Task brief:
Output the listing below line for line without changing anything, but leave out the pictures.

Entries shown:
·····
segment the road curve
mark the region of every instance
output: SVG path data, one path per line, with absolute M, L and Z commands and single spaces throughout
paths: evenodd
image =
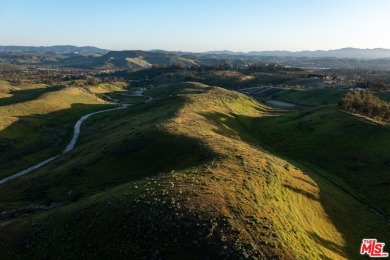
M 138 90 L 136 92 L 135 95 L 130 95 L 130 96 L 137 96 L 137 97 L 147 97 L 148 100 L 145 101 L 145 103 L 147 102 L 150 102 L 152 101 L 154 98 L 153 97 L 150 97 L 150 96 L 146 96 L 146 95 L 143 95 L 143 91 L 144 89 L 141 89 L 141 90 Z M 21 172 L 18 172 L 16 174 L 13 174 L 11 176 L 8 176 L 4 179 L 0 179 L 0 185 L 3 184 L 3 183 L 6 183 L 7 181 L 10 181 L 10 180 L 13 180 L 15 178 L 18 178 L 20 176 L 23 176 L 23 175 L 26 175 L 27 173 L 30 173 L 38 168 L 41 168 L 42 166 L 50 163 L 51 161 L 54 161 L 55 159 L 57 159 L 58 157 L 60 157 L 61 155 L 73 150 L 73 148 L 75 147 L 76 145 L 76 142 L 77 140 L 79 139 L 79 136 L 80 136 L 80 129 L 81 129 L 81 124 L 87 120 L 90 116 L 92 115 L 95 115 L 95 114 L 100 114 L 100 113 L 105 113 L 105 112 L 109 112 L 109 111 L 114 111 L 114 110 L 118 110 L 118 109 L 125 109 L 125 108 L 128 108 L 128 107 L 131 107 L 130 104 L 120 104 L 119 107 L 116 107 L 116 108 L 111 108 L 111 109 L 106 109 L 106 110 L 102 110 L 102 111 L 97 111 L 97 112 L 93 112 L 93 113 L 89 113 L 87 115 L 84 115 L 82 116 L 75 124 L 74 126 L 74 132 L 73 132 L 73 137 L 72 137 L 72 140 L 70 140 L 68 146 L 66 146 L 65 150 L 62 151 L 62 153 L 56 155 L 56 156 L 53 156 L 53 157 L 50 157 L 49 159 L 46 159 L 40 163 L 37 163 L 35 164 L 34 166 L 31 166 L 30 168 L 27 168 Z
·····
Task solution:
segment the road curve
mark the region of every instance
output: SVG path data, one path per line, with absolute M, L and Z commands and single spaces throughout
paths: evenodd
image =
M 138 90 L 136 92 L 135 95 L 130 95 L 130 96 L 137 96 L 137 97 L 147 97 L 148 100 L 145 101 L 145 103 L 147 102 L 150 102 L 152 101 L 154 98 L 153 97 L 150 97 L 150 96 L 146 96 L 146 95 L 143 95 L 143 91 L 144 89 L 141 89 L 141 90 Z M 21 172 L 18 172 L 16 174 L 13 174 L 11 176 L 8 176 L 4 179 L 0 179 L 0 185 L 3 184 L 3 183 L 6 183 L 7 181 L 10 181 L 10 180 L 13 180 L 15 178 L 18 178 L 20 176 L 23 176 L 23 175 L 26 175 L 27 173 L 30 173 L 38 168 L 41 168 L 42 166 L 50 163 L 51 161 L 54 161 L 55 159 L 57 159 L 58 157 L 60 157 L 61 155 L 73 150 L 73 148 L 75 147 L 76 145 L 76 142 L 77 140 L 79 139 L 79 136 L 80 136 L 80 129 L 81 129 L 81 124 L 87 120 L 90 116 L 92 115 L 95 115 L 95 114 L 100 114 L 100 113 L 105 113 L 105 112 L 109 112 L 109 111 L 114 111 L 114 110 L 118 110 L 118 109 L 125 109 L 125 108 L 128 108 L 128 107 L 131 107 L 130 104 L 120 104 L 119 107 L 116 107 L 116 108 L 111 108 L 111 109 L 106 109 L 106 110 L 102 110 L 102 111 L 97 111 L 97 112 L 93 112 L 93 113 L 89 113 L 87 115 L 84 115 L 82 116 L 75 124 L 74 126 L 74 132 L 73 132 L 73 137 L 72 137 L 72 140 L 70 140 L 68 146 L 66 146 L 65 150 L 62 151 L 62 153 L 56 155 L 56 156 L 53 156 L 53 157 L 50 157 L 49 159 L 46 159 L 40 163 L 37 163 L 35 164 L 34 166 L 31 166 L 30 168 L 27 168 Z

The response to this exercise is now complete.